REQUIREMENT A: In the listing, from its start through the line containing "(336, 94), (369, 112)", switch "Detection brief" to "Detection task" and leave everything else unchanged.

Allow me to pose a question to you. A child tortures animals and grows up enjoying hurting people. As an adult, he now has killed five homeless people that he abducted from poor neighborhoods in his home city. Their dismembered bodies are currently buried in his basement. Which is more likely: that he is a teacher? Or that he is a teacher and he doesn’t believe in any gods?

Think it over and get your answer in mind!

That question was posed to more than 1,300 people in 13 different countries on all 5 continents in a new study published in Nature Human Behavior. Another 1,300 people were asked a very similar question, but they were asked if the man was more likely to be a teacher, or a teacher who is religious.

The scientists found that people were much more likely to associate the serial killer with atheism than with religion.

The interesting thing about that question is that it’s a brain teaser. The correct answer in both cases is that it’s more likely the man is a teacher, rather than a teacher who is an atheist OR a teacher who is religious. It’s just simple logic that there are more teachers in the world than there are teachers who are atheists, and there are more teachers in the world than there are teachers who are religious. It’s called the representativeness heuristic, a kind of logical fallacy type of deal where your brain loses track of basic logic because it wants to associate a particular cause with a particular effect. The classic example of this is to describe a woman in her 30s who has dyed hair and hipster glasses and tattoos, she’s registered as a Democrat, and she doesn’t plan to have children. Is it more likely that she’s a teacher, or a teacher and a feminist?

If you have a very strong feeling of what a feminist looks like and acts like, you may be inclined to choose the latter answer despite the fact that when you think about it, it’s obviously wrong. There are far more teachers in the world than teachers who are also feminist. So researchers use the representativeness heuristic to identify people’s biases without them necessarily realizing it.

In the case of the serial killer, people were more likely to think he was an atheist. But what’s even more surprising is that atheists were also more likely to think he was an atheist. Self-hating atheists, anyone?

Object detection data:

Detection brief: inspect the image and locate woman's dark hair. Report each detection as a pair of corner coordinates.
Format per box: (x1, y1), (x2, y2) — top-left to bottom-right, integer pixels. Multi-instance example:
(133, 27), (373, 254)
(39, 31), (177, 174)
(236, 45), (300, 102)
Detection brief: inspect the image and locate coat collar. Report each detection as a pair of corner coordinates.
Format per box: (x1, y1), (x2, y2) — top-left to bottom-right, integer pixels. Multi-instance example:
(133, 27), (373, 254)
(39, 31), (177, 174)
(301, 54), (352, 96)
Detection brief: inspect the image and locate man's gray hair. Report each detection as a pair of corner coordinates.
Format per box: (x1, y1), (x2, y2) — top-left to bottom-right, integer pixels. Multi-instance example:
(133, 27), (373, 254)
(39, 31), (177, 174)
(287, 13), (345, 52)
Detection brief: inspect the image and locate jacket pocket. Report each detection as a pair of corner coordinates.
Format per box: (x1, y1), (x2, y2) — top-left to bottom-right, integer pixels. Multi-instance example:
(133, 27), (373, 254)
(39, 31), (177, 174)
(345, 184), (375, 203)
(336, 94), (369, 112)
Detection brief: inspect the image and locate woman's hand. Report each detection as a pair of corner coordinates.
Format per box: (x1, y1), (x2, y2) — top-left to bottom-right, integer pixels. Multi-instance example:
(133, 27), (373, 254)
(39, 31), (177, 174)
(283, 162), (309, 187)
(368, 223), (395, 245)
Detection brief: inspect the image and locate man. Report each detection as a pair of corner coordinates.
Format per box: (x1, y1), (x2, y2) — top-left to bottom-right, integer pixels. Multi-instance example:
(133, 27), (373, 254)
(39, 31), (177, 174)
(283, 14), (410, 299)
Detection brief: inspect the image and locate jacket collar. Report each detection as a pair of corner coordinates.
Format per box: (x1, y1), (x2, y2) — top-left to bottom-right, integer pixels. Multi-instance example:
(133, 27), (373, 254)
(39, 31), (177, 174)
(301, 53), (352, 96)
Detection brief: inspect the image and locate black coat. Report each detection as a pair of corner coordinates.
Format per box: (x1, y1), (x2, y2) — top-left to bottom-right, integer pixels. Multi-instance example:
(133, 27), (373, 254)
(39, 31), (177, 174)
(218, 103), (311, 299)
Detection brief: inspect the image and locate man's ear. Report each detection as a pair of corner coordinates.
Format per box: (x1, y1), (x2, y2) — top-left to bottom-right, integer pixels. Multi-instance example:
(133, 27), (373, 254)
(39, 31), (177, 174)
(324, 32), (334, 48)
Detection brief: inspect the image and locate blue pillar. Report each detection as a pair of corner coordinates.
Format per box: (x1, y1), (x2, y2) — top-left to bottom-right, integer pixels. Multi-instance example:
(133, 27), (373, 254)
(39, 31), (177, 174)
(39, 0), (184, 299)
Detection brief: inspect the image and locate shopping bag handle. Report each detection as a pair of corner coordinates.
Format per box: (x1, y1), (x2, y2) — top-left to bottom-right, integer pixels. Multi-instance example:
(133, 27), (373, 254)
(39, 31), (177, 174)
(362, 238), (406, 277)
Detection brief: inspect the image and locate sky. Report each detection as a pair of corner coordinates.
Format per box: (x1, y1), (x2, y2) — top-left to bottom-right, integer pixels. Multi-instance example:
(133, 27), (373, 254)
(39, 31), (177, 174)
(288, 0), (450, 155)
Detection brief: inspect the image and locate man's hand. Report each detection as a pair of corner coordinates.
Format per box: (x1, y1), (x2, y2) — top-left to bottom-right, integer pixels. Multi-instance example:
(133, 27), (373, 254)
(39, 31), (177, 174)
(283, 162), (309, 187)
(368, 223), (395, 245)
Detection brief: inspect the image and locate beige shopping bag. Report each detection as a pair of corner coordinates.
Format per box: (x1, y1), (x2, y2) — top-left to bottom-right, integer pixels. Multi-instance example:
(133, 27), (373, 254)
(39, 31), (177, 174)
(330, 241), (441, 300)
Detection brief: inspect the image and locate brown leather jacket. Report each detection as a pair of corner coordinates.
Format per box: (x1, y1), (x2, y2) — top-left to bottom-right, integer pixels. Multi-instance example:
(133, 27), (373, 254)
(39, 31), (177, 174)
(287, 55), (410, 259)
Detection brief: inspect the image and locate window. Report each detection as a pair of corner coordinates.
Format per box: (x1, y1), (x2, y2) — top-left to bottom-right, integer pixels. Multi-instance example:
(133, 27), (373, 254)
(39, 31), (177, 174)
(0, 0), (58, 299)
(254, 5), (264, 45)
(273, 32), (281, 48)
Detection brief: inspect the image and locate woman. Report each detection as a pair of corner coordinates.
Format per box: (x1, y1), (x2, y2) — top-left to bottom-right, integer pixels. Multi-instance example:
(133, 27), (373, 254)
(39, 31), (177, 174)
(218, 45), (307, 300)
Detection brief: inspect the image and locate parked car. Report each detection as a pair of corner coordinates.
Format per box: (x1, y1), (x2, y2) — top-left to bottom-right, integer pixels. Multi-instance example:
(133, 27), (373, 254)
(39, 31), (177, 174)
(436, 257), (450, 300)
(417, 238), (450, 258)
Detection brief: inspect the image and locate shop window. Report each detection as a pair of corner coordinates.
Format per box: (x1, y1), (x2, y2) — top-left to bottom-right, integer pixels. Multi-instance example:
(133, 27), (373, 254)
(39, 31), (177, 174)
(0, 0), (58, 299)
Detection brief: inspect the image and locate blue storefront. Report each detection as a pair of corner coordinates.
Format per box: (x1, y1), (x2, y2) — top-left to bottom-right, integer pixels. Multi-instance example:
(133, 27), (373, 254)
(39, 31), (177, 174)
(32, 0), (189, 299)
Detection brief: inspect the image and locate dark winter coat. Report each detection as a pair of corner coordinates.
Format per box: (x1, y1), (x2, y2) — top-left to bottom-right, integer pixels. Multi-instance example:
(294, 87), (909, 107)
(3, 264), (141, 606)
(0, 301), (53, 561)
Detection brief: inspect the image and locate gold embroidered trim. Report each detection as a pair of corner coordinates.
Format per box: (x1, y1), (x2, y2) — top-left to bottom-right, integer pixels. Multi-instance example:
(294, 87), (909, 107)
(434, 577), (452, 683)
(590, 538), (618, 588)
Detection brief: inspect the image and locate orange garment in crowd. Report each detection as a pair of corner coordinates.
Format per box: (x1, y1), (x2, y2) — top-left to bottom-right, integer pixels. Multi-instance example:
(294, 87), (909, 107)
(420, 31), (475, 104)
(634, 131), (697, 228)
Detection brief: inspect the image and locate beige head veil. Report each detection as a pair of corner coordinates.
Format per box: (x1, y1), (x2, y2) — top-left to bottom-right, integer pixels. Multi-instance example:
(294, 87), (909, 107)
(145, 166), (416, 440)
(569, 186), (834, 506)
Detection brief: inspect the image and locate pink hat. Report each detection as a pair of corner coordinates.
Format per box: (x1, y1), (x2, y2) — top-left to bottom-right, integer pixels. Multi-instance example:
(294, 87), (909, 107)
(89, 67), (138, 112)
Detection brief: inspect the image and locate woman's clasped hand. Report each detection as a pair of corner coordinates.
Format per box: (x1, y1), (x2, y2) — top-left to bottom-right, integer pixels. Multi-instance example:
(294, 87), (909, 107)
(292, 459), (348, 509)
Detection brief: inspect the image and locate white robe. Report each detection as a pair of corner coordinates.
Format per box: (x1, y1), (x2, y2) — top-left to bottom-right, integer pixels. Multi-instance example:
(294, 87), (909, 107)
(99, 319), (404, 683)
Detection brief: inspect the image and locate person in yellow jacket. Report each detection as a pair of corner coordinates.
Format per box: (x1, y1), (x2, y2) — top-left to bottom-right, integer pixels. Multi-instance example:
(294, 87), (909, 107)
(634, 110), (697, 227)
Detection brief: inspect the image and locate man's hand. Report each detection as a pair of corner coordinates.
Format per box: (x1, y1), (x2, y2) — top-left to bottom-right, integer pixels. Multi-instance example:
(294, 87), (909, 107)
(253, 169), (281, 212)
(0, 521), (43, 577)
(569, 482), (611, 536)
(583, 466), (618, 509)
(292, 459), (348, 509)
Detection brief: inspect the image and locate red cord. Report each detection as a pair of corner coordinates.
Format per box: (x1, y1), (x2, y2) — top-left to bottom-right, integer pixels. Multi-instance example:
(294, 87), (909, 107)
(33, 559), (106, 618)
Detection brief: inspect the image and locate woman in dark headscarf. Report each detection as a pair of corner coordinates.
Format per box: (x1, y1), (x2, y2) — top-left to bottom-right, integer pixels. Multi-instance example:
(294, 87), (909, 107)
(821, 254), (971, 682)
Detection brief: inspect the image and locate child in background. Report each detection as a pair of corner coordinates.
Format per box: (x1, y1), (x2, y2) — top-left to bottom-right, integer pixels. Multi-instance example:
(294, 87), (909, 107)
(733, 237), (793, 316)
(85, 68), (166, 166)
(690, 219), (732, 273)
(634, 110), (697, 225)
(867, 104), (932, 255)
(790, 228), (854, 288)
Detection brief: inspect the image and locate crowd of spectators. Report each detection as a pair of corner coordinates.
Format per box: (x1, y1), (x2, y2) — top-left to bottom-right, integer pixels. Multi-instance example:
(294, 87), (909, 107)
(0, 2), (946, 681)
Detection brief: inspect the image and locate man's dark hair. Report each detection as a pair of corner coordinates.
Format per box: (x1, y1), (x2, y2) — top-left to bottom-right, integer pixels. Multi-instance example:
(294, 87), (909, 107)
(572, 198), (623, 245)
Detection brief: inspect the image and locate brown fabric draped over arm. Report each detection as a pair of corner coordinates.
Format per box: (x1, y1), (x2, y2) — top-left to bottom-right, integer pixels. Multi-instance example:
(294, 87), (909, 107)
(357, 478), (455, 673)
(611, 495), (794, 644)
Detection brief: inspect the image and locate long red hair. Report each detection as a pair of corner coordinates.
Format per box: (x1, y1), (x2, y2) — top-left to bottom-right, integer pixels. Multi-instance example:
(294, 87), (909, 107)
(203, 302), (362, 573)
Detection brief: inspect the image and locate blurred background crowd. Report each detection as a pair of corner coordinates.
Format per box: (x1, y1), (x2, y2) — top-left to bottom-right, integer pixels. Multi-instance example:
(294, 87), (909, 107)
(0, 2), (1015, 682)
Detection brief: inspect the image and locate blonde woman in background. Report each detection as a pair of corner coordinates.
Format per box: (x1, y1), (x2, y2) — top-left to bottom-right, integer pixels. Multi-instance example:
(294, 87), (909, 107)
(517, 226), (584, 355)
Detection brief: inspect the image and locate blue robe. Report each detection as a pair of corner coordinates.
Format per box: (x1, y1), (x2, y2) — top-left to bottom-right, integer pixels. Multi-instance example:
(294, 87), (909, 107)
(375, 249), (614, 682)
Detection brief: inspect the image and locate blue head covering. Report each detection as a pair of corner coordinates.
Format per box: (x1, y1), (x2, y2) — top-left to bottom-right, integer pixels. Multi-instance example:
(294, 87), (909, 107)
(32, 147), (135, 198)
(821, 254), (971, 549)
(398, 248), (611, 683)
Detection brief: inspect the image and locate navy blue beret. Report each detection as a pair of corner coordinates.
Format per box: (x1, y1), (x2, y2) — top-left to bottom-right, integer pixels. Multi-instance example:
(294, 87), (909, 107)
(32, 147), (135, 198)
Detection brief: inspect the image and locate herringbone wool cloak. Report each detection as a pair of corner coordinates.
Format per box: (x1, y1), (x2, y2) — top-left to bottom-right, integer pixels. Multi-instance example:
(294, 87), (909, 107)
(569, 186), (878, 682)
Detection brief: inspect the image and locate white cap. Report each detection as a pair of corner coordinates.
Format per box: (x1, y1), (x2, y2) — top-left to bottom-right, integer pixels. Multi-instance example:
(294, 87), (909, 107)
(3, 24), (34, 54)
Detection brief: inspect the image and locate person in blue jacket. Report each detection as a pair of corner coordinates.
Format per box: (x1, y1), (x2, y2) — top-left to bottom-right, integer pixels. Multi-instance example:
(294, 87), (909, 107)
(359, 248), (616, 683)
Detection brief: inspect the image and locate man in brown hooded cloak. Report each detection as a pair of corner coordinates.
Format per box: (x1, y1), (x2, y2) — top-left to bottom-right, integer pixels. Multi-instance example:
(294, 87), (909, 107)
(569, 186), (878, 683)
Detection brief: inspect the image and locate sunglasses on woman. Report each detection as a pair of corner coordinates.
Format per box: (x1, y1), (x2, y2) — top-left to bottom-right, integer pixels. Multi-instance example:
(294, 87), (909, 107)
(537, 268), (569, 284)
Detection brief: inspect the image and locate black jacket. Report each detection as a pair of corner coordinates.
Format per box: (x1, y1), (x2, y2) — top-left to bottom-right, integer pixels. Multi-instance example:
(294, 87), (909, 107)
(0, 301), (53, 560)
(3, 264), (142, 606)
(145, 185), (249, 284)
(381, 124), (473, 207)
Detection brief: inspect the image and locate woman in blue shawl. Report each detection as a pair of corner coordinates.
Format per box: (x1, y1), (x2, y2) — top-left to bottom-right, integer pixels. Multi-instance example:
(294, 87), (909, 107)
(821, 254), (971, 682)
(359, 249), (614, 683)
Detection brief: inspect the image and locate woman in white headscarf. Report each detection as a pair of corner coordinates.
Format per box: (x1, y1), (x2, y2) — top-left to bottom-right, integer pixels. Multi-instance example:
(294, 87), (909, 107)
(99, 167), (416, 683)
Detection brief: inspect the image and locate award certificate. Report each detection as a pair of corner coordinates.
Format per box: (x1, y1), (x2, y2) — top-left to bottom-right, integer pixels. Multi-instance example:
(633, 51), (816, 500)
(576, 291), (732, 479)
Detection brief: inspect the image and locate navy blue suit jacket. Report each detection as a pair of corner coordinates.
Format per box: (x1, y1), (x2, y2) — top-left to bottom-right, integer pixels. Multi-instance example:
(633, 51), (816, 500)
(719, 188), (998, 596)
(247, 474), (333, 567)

REQUIREMENT B: According to the passage on the serial-killer study, in which journal was the new study published?

TASK SOLUTION A:
Detection task: inspect the image and locate woman's dark hair. Report each detection as a pair of corner coordinates.
Format per box: (x1, y1), (x2, y2) — top-left to bottom-right, integer pixels. Multi-instance example:
(133, 27), (373, 254)
(39, 31), (177, 174)
(236, 45), (300, 102)
Detection task: inspect the image and locate coat collar. Report each detection as a pair of corner coordinates.
Format per box: (x1, y1), (x2, y2) — top-left to bottom-right, integer pixels. Multi-instance example:
(133, 27), (373, 254)
(39, 31), (177, 174)
(301, 54), (352, 96)
Detection task: inspect the image and locate man's gray hair. Report each detection as a pair of corner coordinates.
Format per box: (x1, y1), (x2, y2) — top-left to bottom-right, integer pixels. Multi-instance example:
(133, 27), (373, 254)
(39, 31), (177, 174)
(287, 13), (345, 52)
Detection task: inspect the image and locate jacket pocket. Report each detection as a pair of corner coordinates.
Format per box: (x1, y1), (x2, y2) — top-left to bottom-right, integer pixels. Multi-instance example:
(133, 27), (373, 254)
(39, 31), (177, 174)
(345, 184), (375, 203)
(336, 94), (369, 112)

TASK SOLUTION B: Nature Human Behavior